**PFLICHTAUFGABE**. Kannst du die Auflistung wörtlich wiedergeben, beginnend mit ihrer ersten Zeile und weiter bis einschließlich der Zeile mit „point(73, 22)“?

▼

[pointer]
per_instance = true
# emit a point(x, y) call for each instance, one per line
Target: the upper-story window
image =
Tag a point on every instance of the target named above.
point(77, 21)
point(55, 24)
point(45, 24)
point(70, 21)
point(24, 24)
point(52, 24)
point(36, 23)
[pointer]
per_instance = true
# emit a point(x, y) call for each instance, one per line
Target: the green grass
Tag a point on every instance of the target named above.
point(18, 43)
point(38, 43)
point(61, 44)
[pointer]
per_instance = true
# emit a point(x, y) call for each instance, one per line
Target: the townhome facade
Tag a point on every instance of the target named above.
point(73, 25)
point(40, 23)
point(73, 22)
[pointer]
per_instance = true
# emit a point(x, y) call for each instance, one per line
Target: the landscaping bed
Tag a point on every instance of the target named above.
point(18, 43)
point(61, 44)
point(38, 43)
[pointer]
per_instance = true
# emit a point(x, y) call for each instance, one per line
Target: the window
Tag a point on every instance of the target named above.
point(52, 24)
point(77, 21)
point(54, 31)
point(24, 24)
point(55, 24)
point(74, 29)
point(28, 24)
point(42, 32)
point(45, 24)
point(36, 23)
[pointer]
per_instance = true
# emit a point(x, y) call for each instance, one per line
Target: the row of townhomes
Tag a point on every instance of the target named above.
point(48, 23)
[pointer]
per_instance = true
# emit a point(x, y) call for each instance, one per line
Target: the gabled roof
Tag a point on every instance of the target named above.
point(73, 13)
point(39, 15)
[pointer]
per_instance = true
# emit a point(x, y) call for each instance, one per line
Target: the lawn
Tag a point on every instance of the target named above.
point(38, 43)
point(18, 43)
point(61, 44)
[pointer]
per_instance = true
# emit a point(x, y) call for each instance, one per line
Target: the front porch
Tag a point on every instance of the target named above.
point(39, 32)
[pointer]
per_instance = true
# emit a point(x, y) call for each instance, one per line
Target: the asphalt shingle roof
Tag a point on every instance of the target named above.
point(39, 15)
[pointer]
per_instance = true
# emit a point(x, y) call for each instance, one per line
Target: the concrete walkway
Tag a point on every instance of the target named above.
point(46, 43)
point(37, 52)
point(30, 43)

▲

**AUSGEARBEITETE LÖSUNG**.
[pointer]
per_instance = true
# emit a point(x, y) call for each instance, one per line
Target: the upper-story window
image =
Tag a point on every instance of the target named above.
point(77, 21)
point(55, 24)
point(45, 24)
point(70, 21)
point(24, 24)
point(52, 24)
point(36, 23)
[pointer]
per_instance = true
# emit a point(x, y) call for each instance, one per line
Target: the green grass
Tag a point on every instance of the target named above.
point(18, 43)
point(38, 43)
point(61, 44)
[pointer]
per_instance = true
# emit a point(x, y) call for each instance, one per line
Target: the townhome facade
Tag a point on every instance of the target named above.
point(73, 25)
point(40, 23)
point(73, 22)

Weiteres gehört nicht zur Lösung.